Dataset entries
+ + + + + + +

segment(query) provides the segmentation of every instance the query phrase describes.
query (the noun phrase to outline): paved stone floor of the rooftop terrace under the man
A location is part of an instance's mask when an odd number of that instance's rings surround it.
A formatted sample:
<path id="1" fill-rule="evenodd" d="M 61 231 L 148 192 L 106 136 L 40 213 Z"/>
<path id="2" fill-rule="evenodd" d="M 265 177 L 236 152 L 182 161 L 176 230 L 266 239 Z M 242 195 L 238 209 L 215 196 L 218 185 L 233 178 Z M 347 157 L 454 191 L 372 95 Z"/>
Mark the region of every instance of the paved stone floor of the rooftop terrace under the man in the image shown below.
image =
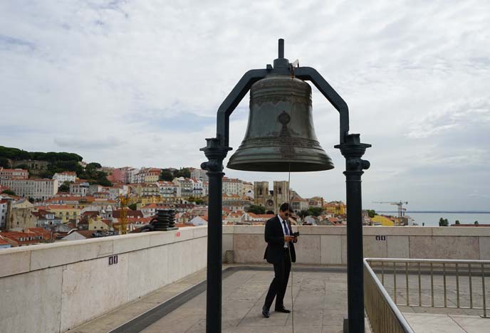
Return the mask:
<path id="1" fill-rule="evenodd" d="M 267 269 L 267 270 L 264 270 Z M 183 333 L 205 332 L 206 292 L 197 288 L 206 277 L 206 271 L 189 275 L 153 292 L 140 300 L 105 314 L 103 317 L 72 329 L 74 333 Z M 343 317 L 347 313 L 347 284 L 345 273 L 333 272 L 294 272 L 293 298 L 294 313 L 271 312 L 264 318 L 261 307 L 273 277 L 268 266 L 258 266 L 250 270 L 236 270 L 224 274 L 223 280 L 223 332 L 233 333 L 275 333 L 294 332 L 330 333 L 343 332 Z M 181 293 L 194 288 L 182 300 Z M 176 297 L 177 296 L 177 297 Z M 174 302 L 167 302 L 172 300 Z M 176 301 L 180 299 L 180 301 Z M 167 302 L 167 303 L 165 303 Z M 163 305 L 171 304 L 168 307 Z M 163 305 L 162 305 L 163 304 Z M 285 306 L 291 309 L 291 280 L 285 297 Z M 151 309 L 162 308 L 159 313 Z M 445 309 L 401 307 L 408 322 L 417 333 L 422 332 L 489 332 L 490 319 L 478 315 L 448 312 Z M 150 311 L 148 311 L 150 310 Z M 128 326 L 121 326 L 128 320 L 140 316 Z M 434 313 L 439 312 L 439 313 Z M 163 317 L 162 317 L 163 314 Z M 142 319 L 145 318 L 145 319 Z M 370 332 L 366 323 L 366 332 Z"/>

+ + + + + + +

> [What to work on]
When you print the records above, keep them exact and leave out the pictures.

> [Written answer]
segment(query) provides the segmentation of every instance the query phrase describes.
query (the noun phrase to outline): paved stone floor of the rooftop terrace under the man
A location is part of an instance's mask when an odd number of that instance's rings surround it.
A formatted sample:
<path id="1" fill-rule="evenodd" d="M 61 231 L 148 192 L 106 136 L 40 213 Z"/>
<path id="2" fill-rule="evenodd" d="M 265 177 L 236 152 L 182 161 L 176 230 L 266 239 Z M 242 195 L 238 209 L 215 196 L 218 185 L 233 178 Z M 347 157 L 454 191 L 372 95 Z"/>
Mark the region of every instance of the paved stone floor of the rooftop terrace under the man in the image shown below.
image =
Return the mask:
<path id="1" fill-rule="evenodd" d="M 267 269 L 267 270 L 264 270 Z M 183 333 L 205 332 L 206 292 L 197 288 L 206 277 L 206 271 L 189 275 L 153 292 L 140 300 L 105 314 L 103 317 L 72 329 L 74 333 Z M 343 317 L 347 313 L 347 284 L 345 273 L 333 272 L 294 272 L 293 298 L 294 313 L 271 312 L 264 318 L 261 307 L 273 277 L 268 266 L 258 266 L 250 270 L 236 270 L 224 274 L 223 280 L 223 332 L 233 333 L 275 333 L 294 332 L 330 333 L 343 332 Z M 181 293 L 194 288 L 182 300 Z M 176 297 L 177 296 L 177 297 Z M 174 302 L 167 302 L 172 300 Z M 176 301 L 180 299 L 180 301 Z M 167 302 L 167 303 L 165 303 Z M 163 305 L 171 304 L 168 307 Z M 163 305 L 162 305 L 163 304 Z M 285 306 L 291 309 L 291 280 L 285 297 Z M 151 309 L 162 308 L 159 313 Z M 445 309 L 401 307 L 408 322 L 417 333 L 422 332 L 489 332 L 490 319 L 478 315 L 448 312 Z M 150 311 L 148 311 L 150 310 Z M 128 326 L 121 326 L 128 320 L 140 316 Z M 434 313 L 439 312 L 439 313 Z M 163 317 L 162 317 L 163 314 Z M 142 319 L 145 318 L 145 319 Z M 370 332 L 366 323 L 366 332 Z"/>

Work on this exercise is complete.